● **Tugas yang Diminta**:
a) Kutip dari teks tentang pesantren bagian yang dimulai pada kata-kata "Pada awalnya, pesantren" dan berhenti setelah kata-kata "mengusir penjajah.". Salin tanpa mengubah apa pun.
b) Terjemahkan kalimat dari teks tentang pesantren berikut ke dalam bahasa Inggris: "Dakwah Islamisasi yang dilakukan Walisongo menempuh pendekatan pribumisasi, bukan Arabisasi."
c) Jawablah pertanyaan berikut berdasarkan teks tentang pesantren.
(i) Pendekatan apa yang ditempuh dakwah Islamisasi Walisongo?
(ii) Pada era apa pesantren menjadi medan heroisme perlawanan rakyat mengusir penjajah?
(iii) Pasca kemerdekaan, pesantren terpinggirkan menjadi institusi apa?

● **Teks Bacaan**:
+++++

Pesantren adalah institusi pendidikan Islam khas Nusantara yang sulit
dijumpai padanannya di manca negara. Pesantren lahir dari rahim peradaban Nusantara
yang dibidani oleh model dakwah Walisongo yang elegan dan permisif. Dakwah Islamisasi
yang dilakukan Walisongo menempuh pendekatan pribumisasi, bukan Arabisasi. Pendekatan
pribumisasi Islam mensyaratkan kearifan terhadap nilai-nilai luhur budaya lokal,
untuk selanjutnya mengawinkan secara harmonis dengan nilai-nilai Islam melalui proses
asimilasi maupun akulturasi. Kearifan terhadap tradisi dan budaya lokal inilah
yang membentuk wajah Islam Indonesia hingga memiliki identitasnya sendiri, yang
tidak lagi khas Arab. Dan, pesantren merupakan warisan sekaligus simbol
supremasi dakwah pribumisasi Islam di Nusantara oleh Walisogo.
Pada awalnya, pesantren didisain dengan khittah sebagai sentral
pendidikan Islam yang integral (kâffah), yang concern terhadap bidang
agama dan non agama. Penilaian ini tidak semata didasarkan pada idealisme ajaran
Islam itu sendiri yang dipercaya kâffah, melainkan juga bisa dilihat dari
fakta historis peran pesantren di era Walisongo dan era kerajaan Islam. Di era-era
tersebut, pesantren tidak hanya concern di bidang ilmu agama, melainkan juga
menjadi sentral dinamika sosial. Pesantren menjadi pusat pergerakan sosial, pendidikan,
politik, perdagangan, pertanian, seni, budaya, dll. Bahkan di era kolonial dan
era perang kemerdekaan, pesantren menjadi medan heroisme perlawanan rakyat
mengusir penjajah.
Namun pasca kemerdekaan, sejak pemerintah mengambil kebijakan nasionalisasi
lembaga pendidikan warisan kolonial (sekolah umum) sebagai institusi pendidikan
formal, posisi sentralitas pesantren perlahan mulai tergeser dan terpinggirkan menjadi
institusi informal.

+++++

● **Informasi yang Diberikan**:

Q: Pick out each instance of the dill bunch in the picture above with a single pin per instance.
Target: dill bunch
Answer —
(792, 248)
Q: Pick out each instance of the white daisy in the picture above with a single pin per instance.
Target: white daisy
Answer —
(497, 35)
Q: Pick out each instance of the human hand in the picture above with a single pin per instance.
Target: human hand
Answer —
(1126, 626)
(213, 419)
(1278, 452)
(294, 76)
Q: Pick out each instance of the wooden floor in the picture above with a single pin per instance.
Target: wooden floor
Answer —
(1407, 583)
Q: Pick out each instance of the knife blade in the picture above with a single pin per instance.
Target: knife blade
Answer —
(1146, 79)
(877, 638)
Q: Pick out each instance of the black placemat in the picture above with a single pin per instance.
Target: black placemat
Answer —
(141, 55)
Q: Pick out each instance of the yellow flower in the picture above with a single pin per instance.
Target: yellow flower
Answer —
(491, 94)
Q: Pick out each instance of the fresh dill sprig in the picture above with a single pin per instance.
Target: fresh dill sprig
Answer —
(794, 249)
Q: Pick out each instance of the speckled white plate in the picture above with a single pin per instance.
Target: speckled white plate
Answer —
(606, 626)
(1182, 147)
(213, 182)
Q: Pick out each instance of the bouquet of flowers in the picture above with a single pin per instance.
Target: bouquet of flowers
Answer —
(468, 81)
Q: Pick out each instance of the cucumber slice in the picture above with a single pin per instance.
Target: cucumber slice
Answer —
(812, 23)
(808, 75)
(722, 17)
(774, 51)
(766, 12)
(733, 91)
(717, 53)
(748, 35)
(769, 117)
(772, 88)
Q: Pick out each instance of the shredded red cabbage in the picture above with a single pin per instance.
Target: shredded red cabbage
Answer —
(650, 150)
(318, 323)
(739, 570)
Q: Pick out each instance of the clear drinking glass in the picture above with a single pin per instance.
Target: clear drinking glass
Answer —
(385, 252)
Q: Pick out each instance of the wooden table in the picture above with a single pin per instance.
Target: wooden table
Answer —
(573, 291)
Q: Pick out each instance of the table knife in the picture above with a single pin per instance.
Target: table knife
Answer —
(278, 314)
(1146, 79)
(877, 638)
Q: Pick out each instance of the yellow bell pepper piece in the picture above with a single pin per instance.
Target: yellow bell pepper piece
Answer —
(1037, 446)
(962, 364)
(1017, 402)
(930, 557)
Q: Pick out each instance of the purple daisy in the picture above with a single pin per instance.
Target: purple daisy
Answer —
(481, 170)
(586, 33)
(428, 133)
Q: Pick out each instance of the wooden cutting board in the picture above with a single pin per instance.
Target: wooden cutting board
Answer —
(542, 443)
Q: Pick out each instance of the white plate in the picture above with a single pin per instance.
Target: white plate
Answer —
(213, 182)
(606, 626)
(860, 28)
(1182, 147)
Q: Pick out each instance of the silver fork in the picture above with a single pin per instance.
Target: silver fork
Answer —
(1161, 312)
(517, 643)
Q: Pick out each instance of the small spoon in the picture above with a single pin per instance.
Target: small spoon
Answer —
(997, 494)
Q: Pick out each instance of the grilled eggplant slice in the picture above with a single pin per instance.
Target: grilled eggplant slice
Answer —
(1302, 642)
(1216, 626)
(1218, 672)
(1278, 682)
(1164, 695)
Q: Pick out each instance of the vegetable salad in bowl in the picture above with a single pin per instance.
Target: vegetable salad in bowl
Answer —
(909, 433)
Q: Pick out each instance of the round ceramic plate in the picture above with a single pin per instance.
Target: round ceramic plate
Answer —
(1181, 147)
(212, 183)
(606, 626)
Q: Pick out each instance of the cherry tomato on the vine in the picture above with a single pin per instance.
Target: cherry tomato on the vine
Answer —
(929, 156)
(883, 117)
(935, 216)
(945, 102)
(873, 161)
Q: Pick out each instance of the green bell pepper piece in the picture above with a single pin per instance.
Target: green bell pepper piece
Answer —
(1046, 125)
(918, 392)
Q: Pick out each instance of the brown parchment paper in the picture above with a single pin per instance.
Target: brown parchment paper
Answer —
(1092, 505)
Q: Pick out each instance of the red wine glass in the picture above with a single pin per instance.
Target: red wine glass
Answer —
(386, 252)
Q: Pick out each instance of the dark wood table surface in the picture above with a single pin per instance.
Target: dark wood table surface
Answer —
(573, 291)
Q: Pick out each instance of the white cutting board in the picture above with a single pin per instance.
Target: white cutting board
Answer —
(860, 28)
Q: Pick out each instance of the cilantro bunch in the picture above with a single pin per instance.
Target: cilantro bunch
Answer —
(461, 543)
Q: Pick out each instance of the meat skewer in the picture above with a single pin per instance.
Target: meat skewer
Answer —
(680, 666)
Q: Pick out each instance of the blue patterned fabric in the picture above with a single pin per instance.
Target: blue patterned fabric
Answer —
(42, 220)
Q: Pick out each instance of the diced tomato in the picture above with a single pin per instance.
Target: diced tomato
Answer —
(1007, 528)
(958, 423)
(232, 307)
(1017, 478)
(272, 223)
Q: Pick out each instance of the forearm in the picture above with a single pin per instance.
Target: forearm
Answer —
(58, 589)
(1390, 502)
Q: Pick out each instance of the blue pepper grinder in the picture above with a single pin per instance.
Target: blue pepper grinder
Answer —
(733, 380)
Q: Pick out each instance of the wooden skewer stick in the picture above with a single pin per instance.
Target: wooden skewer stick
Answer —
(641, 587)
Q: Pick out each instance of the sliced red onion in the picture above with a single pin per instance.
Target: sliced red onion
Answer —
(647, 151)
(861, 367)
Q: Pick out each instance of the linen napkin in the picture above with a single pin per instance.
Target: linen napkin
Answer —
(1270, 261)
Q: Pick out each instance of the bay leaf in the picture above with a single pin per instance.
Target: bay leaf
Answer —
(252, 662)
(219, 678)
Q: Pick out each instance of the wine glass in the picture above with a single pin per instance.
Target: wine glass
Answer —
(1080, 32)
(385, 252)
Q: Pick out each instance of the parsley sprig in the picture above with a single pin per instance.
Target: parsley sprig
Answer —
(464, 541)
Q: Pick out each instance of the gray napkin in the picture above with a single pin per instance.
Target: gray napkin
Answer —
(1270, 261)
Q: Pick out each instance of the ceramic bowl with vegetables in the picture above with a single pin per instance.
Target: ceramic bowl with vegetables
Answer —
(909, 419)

+++++

● **Kunci Jawaban**:
a)
Pada awalnya, pesantren didisain dengan khittah sebagai sentral
pendidikan Islam yang integral (kâffah), yang concern terhadap bidang
agama dan non agama. Penilaian ini tidak semata didasarkan pada idealisme ajaran
Islam itu sendiri yang dipercaya kâffah, melainkan juga bisa dilihat dari
fakta historis peran pesantren di era Walisongo dan era kerajaan Islam. Di era-era
tersebut, pesantren tidak hanya concern di bidang ilmu agama, melainkan juga
menjadi sentral dinamika sosial. Pesantren menjadi pusat pergerakan sosial, pendidikan,
politik, perdagangan, pertanian, seni, budaya, dll. Bahkan di era kolonial dan
era perang kemerdekaan, pesantren menjadi medan heroisme perlawanan rakyat
mengusir penjajah.

b) The Islamization preaching carried out by the Walisongo took an approach of indigenization, not Arabization.

c)
(i) Dakwah Islamisasi Walisongo menempuh pendekatan pribumisasi, bukan Arabisasi.
(ii) Pesantren menjadi medan heroisme perlawanan rakyat pada era kolonial dan era perang kemerdekaan.
(iii) Pesantren terpinggirkan menjadi institusi informal.